* Information shown
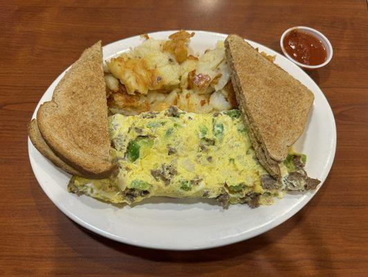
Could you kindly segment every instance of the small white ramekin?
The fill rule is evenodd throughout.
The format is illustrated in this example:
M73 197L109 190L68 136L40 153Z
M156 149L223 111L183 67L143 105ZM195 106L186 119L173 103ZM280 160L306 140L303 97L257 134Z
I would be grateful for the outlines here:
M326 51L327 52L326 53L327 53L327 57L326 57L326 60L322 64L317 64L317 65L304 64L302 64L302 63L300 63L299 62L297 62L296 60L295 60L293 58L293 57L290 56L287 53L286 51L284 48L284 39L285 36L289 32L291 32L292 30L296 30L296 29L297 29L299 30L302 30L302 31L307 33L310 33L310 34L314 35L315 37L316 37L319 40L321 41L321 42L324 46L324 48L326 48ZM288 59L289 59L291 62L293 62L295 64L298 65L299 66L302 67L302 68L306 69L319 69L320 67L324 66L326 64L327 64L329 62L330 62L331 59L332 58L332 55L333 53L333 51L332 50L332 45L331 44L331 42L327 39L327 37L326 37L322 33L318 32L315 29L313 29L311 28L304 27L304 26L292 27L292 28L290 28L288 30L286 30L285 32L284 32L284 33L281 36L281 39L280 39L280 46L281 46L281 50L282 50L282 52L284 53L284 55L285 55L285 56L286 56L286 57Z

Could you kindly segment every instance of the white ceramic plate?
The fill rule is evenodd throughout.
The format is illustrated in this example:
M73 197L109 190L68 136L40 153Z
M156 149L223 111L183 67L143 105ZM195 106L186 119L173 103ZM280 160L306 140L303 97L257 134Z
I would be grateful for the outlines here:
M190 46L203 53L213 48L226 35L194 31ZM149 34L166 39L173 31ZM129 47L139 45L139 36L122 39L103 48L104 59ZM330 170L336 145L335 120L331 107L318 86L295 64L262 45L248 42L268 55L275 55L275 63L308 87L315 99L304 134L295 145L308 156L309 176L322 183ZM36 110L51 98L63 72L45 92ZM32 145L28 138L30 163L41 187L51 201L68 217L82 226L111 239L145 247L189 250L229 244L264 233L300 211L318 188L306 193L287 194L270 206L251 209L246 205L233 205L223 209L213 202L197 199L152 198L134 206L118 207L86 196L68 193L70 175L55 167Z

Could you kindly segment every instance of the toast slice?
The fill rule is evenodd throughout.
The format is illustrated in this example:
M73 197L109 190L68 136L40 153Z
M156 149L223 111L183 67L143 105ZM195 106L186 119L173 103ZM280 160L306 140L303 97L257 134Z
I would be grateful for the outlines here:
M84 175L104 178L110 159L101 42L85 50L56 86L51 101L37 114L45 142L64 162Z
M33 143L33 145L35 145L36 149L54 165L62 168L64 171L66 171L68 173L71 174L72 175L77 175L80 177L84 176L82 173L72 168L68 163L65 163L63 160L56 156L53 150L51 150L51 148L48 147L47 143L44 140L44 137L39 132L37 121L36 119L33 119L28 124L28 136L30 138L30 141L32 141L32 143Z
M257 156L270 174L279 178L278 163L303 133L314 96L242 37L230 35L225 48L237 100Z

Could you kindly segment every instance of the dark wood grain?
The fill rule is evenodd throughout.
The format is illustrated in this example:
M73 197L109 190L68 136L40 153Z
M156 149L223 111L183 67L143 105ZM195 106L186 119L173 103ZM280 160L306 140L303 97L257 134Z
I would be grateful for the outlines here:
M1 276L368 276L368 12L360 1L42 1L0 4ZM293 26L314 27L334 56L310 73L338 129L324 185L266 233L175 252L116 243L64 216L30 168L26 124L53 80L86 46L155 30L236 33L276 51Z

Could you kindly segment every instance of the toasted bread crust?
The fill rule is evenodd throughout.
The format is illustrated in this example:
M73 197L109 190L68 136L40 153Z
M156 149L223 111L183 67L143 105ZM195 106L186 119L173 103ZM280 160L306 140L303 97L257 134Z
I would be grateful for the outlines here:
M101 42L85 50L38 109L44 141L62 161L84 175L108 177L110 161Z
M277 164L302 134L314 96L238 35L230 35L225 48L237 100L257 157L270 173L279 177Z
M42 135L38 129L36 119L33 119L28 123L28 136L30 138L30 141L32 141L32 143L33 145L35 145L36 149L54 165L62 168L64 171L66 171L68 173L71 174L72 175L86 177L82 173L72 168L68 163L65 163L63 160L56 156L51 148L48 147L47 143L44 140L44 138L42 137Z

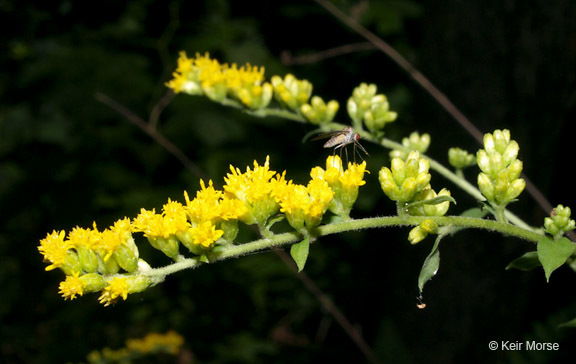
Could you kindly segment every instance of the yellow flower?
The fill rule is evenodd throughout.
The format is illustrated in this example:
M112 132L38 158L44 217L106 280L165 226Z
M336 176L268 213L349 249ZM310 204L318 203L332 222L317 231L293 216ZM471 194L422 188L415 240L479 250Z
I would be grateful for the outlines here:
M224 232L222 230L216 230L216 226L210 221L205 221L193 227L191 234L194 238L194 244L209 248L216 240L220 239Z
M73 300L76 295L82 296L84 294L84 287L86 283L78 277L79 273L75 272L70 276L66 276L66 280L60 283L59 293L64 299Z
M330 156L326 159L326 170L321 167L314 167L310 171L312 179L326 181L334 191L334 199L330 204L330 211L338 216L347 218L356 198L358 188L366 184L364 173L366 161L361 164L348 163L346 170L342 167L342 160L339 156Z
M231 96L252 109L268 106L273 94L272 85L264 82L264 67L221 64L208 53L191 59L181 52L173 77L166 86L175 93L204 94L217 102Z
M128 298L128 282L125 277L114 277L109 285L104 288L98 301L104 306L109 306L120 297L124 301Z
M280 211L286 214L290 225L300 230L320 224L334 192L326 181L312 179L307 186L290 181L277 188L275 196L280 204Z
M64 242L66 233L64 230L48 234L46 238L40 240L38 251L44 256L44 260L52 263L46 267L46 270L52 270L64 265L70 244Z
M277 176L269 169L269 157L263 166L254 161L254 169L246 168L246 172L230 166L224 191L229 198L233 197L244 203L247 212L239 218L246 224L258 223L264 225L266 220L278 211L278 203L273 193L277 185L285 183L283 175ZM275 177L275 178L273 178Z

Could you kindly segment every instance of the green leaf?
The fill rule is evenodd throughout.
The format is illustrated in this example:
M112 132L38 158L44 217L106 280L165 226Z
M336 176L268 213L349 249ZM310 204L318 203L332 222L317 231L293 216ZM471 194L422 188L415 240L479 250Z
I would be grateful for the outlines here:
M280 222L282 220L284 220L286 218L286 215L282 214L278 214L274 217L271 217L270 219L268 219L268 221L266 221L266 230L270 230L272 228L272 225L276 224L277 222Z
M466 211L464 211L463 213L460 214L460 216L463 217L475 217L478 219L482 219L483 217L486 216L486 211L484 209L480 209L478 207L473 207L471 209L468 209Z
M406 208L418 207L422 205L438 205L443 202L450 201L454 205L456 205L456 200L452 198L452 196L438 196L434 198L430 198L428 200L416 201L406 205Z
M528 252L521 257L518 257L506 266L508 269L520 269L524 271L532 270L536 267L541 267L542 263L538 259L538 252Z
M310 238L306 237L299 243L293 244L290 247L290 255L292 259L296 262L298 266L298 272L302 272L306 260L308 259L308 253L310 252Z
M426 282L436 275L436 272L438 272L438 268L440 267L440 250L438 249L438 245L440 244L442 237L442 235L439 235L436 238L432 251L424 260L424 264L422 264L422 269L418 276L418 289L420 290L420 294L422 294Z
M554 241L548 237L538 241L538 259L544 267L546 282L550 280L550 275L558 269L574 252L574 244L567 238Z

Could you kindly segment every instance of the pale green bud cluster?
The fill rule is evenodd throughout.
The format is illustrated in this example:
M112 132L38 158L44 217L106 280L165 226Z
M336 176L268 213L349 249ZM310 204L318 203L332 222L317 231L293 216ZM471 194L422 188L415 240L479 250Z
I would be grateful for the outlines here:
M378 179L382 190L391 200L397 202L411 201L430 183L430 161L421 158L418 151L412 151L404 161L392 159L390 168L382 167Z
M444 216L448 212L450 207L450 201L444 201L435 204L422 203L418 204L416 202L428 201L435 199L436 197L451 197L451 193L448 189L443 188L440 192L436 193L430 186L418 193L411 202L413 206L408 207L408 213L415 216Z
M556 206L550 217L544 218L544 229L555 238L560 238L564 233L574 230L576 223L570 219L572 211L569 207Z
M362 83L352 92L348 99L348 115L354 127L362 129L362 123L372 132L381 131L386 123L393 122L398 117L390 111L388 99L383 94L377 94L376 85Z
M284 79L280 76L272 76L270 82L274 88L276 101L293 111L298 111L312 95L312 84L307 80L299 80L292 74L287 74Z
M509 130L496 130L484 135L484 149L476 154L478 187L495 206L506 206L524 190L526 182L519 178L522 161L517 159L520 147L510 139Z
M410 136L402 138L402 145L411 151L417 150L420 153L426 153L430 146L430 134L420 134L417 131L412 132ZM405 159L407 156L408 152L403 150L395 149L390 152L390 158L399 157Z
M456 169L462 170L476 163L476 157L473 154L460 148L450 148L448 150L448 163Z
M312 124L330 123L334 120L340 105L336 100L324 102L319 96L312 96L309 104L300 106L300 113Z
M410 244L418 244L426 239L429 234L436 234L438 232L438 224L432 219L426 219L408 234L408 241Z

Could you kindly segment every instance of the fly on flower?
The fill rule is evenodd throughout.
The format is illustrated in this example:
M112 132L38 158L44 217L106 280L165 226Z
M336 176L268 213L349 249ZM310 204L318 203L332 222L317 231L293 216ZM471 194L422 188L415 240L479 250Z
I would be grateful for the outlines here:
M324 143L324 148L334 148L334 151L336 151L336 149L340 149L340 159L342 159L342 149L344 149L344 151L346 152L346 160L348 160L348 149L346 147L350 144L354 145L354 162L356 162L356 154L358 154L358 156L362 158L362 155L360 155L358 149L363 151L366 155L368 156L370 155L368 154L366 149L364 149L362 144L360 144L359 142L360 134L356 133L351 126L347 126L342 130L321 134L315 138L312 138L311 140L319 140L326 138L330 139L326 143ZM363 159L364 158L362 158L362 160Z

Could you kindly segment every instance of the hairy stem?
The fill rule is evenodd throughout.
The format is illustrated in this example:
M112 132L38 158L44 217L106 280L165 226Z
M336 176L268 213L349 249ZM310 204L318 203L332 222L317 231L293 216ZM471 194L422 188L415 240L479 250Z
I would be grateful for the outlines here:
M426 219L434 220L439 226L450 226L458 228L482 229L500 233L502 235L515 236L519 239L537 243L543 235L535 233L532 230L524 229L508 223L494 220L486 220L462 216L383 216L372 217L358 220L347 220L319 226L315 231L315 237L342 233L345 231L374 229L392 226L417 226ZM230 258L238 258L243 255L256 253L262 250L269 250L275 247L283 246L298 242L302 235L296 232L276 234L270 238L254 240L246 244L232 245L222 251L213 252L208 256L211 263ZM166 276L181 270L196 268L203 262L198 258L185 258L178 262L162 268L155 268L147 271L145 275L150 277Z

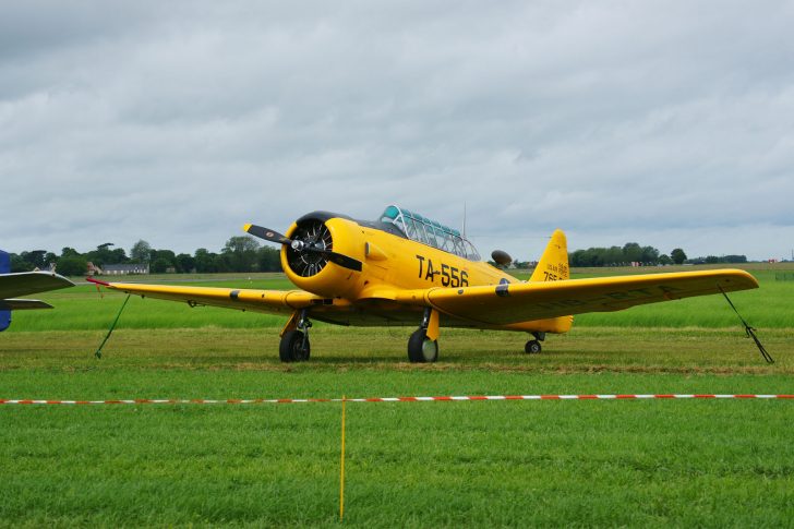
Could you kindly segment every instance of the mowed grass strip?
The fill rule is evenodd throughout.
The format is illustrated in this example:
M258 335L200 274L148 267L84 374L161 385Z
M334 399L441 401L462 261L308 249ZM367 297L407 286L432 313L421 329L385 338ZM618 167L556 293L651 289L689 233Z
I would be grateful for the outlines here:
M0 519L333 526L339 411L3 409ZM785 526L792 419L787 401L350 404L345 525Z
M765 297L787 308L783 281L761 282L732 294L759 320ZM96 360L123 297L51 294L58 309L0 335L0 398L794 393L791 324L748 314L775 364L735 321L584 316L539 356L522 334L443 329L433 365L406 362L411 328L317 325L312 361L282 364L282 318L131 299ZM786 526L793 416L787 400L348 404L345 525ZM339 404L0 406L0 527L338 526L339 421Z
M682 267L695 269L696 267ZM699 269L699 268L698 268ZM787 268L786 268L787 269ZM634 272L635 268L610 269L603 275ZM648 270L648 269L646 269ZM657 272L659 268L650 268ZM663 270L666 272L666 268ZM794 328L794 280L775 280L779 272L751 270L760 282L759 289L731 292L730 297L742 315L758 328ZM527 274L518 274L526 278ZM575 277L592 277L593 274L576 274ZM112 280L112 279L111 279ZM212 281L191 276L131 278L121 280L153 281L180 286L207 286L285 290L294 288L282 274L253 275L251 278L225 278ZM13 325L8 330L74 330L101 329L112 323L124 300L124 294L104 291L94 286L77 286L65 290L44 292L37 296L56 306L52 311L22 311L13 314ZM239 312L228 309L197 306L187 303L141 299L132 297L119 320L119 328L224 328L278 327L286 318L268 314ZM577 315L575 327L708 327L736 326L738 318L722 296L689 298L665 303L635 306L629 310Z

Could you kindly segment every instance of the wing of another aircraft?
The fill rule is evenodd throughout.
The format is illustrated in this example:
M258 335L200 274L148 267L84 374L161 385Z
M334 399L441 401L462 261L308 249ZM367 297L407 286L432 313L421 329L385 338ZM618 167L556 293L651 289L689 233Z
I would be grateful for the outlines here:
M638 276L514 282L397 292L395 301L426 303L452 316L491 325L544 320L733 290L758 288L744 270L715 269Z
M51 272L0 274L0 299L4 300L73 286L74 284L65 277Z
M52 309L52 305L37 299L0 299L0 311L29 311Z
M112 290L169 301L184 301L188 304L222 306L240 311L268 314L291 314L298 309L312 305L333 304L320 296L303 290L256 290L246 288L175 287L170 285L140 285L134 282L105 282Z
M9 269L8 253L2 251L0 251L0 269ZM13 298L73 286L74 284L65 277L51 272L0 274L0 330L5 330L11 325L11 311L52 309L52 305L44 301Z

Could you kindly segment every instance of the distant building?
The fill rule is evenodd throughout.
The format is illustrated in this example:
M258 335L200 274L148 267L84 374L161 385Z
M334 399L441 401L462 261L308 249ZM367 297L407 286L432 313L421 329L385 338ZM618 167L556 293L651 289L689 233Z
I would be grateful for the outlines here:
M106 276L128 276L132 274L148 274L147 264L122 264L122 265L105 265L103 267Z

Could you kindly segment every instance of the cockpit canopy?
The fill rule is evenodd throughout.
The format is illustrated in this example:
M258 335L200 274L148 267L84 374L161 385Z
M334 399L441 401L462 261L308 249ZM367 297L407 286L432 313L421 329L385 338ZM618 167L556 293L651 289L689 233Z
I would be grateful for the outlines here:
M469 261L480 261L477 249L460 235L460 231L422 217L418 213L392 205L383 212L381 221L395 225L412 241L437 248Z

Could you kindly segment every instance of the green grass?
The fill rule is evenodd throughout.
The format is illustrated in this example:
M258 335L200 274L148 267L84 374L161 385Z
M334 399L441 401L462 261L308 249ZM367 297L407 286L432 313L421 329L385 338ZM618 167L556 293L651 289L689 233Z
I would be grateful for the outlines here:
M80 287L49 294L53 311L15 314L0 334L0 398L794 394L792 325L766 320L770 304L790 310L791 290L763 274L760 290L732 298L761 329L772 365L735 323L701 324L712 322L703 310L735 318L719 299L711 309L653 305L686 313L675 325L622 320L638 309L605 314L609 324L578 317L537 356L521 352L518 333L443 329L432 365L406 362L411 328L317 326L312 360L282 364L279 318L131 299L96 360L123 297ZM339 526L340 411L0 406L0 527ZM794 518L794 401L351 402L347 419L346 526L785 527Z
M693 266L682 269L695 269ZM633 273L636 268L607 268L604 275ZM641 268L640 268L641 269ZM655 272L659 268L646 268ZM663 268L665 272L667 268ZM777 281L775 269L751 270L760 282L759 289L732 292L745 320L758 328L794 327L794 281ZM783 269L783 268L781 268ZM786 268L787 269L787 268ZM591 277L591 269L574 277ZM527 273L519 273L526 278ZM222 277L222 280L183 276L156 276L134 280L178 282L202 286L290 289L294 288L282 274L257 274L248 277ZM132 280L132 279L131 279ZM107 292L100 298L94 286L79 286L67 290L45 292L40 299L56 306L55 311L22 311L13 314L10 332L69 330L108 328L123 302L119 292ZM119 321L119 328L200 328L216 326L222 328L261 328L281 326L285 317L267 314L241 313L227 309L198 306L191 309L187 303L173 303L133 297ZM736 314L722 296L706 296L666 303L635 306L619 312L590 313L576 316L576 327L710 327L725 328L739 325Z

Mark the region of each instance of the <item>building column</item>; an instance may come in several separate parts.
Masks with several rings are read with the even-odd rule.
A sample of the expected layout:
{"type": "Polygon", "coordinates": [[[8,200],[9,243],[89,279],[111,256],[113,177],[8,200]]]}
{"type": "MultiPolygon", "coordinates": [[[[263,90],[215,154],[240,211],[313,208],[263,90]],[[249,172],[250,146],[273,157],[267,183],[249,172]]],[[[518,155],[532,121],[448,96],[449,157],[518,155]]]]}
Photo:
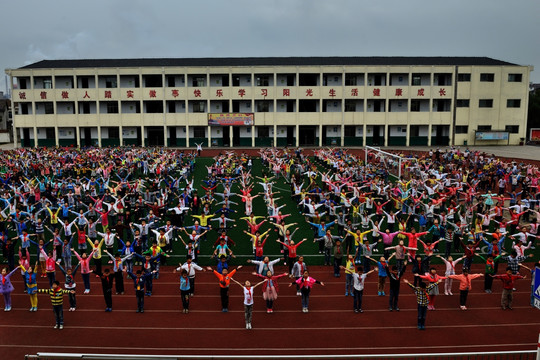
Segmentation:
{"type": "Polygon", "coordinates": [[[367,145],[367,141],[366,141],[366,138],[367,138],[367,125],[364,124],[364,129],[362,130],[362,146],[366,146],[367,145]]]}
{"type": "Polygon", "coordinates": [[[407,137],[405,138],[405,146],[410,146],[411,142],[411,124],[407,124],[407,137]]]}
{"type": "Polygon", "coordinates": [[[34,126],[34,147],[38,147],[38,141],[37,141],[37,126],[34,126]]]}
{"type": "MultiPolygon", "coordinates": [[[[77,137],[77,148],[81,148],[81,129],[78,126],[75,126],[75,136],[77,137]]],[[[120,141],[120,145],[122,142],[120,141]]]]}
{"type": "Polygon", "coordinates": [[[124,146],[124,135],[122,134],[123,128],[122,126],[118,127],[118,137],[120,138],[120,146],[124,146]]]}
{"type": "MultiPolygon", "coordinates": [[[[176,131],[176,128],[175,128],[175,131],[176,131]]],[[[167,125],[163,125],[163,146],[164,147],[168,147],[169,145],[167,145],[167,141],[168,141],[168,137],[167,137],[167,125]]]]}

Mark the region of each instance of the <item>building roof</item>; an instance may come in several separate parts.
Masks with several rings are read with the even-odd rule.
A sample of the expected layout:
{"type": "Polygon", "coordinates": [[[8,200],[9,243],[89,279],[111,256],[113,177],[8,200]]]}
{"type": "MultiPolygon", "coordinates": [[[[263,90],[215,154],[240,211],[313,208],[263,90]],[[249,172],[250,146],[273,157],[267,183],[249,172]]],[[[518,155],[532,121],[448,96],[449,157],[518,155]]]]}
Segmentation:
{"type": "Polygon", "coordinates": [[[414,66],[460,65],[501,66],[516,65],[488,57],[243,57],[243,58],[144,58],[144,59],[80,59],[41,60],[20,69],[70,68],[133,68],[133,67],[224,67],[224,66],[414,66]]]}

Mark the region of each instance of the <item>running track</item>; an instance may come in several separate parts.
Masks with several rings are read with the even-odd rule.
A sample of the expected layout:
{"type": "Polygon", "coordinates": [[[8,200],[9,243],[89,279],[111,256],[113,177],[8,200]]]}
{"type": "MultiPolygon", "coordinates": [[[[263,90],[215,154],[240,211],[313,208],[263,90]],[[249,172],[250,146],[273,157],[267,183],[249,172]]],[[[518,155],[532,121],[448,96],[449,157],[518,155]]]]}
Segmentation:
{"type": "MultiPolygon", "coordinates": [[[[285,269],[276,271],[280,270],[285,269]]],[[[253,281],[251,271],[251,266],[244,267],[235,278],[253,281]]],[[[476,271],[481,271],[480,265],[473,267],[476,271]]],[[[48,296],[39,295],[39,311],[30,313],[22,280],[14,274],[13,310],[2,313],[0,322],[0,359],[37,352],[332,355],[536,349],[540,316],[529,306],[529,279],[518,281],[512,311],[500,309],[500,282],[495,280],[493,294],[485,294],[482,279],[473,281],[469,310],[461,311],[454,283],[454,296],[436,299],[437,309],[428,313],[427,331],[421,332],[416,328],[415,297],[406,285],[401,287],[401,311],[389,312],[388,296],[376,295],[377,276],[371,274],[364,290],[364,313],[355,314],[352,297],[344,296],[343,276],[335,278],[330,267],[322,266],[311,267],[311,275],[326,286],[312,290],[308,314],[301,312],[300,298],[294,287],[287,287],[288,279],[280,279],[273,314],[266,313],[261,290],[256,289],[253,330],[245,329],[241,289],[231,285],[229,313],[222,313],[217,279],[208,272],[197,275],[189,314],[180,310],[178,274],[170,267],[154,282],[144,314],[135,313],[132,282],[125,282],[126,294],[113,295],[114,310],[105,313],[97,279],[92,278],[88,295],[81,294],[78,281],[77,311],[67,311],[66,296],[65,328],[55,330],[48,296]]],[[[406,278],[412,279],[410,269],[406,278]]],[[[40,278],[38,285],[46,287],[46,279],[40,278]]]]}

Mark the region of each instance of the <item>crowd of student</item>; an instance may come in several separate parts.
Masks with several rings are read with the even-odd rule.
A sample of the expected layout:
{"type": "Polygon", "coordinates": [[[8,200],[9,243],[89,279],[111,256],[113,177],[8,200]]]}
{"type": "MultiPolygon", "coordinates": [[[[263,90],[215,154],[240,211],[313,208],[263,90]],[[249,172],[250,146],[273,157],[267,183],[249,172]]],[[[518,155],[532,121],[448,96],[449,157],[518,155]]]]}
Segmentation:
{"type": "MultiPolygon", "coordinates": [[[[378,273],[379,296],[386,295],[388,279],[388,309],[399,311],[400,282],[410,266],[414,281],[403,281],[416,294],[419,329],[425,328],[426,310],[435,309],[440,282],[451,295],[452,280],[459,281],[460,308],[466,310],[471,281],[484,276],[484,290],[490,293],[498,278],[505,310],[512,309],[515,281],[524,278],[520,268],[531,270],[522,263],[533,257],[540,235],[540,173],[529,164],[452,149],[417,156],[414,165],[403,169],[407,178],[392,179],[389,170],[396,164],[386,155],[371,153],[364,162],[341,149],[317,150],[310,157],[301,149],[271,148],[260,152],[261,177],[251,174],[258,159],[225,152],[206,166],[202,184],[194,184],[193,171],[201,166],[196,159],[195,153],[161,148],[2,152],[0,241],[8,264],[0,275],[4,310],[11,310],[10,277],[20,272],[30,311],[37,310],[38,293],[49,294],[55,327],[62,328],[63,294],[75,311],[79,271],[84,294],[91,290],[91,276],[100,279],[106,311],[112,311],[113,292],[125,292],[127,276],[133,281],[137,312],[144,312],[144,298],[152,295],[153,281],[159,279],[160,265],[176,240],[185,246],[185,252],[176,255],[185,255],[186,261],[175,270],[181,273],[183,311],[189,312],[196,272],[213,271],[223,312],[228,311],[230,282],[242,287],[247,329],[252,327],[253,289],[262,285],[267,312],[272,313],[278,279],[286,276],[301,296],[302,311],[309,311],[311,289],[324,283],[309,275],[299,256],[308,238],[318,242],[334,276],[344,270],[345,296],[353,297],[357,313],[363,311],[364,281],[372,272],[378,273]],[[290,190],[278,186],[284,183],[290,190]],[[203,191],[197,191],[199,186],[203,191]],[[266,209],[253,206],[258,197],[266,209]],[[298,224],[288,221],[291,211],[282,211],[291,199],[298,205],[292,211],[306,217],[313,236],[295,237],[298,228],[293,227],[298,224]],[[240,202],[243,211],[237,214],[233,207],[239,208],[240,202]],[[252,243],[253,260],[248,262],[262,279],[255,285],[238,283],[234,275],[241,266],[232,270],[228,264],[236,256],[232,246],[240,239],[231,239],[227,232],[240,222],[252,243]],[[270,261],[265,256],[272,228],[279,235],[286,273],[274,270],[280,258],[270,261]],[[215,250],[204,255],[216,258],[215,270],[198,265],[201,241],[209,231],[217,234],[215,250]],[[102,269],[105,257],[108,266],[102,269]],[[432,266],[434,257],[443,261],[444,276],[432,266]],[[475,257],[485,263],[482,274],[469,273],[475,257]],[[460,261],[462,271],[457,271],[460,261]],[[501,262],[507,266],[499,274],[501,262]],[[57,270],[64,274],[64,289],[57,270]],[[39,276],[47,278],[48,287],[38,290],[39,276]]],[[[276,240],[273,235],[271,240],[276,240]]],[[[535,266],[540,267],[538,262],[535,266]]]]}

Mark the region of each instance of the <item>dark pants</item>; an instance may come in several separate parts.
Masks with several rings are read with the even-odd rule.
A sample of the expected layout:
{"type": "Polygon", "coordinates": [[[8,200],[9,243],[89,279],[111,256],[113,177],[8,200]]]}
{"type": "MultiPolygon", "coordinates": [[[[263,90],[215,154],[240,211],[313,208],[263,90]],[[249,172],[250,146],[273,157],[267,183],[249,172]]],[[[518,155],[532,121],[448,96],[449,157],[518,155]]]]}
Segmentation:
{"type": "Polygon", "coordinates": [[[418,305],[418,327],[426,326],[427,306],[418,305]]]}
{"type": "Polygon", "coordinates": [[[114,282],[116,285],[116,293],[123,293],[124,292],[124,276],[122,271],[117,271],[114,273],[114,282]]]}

* To do
Update the lines between the one holding "Could you kindly segment every instance of the fly" and the one holding "M324 143L324 148L334", inclusive, swapping "outlines" for "polygons" and leaving everything else unchanged. Return only those lines.

* Expected answer
Could you kindly segment every instance of the fly on flower?
The fill rule is evenodd throughout.
The format is illustrated in this example:
M112 132L38 158L44 217L106 280L165 226Z
M336 176L268 213L349 249ZM310 204L318 203L332 222L317 231L293 216ZM471 194L422 188L415 240L479 250Z
I would be grateful for the polygons here:
M324 143L324 148L334 148L334 151L336 151L336 149L340 149L340 159L342 159L342 149L344 149L344 151L346 152L346 160L348 160L348 149L346 147L350 144L354 145L354 162L356 162L356 154L358 154L358 156L362 158L362 155L360 155L358 149L363 151L366 155L368 156L370 155L368 154L366 149L364 149L362 144L360 144L359 142L360 134L356 133L351 126L347 126L342 130L321 134L315 138L312 138L311 140L319 140L326 138L330 139L326 143ZM363 159L364 158L362 158L362 160Z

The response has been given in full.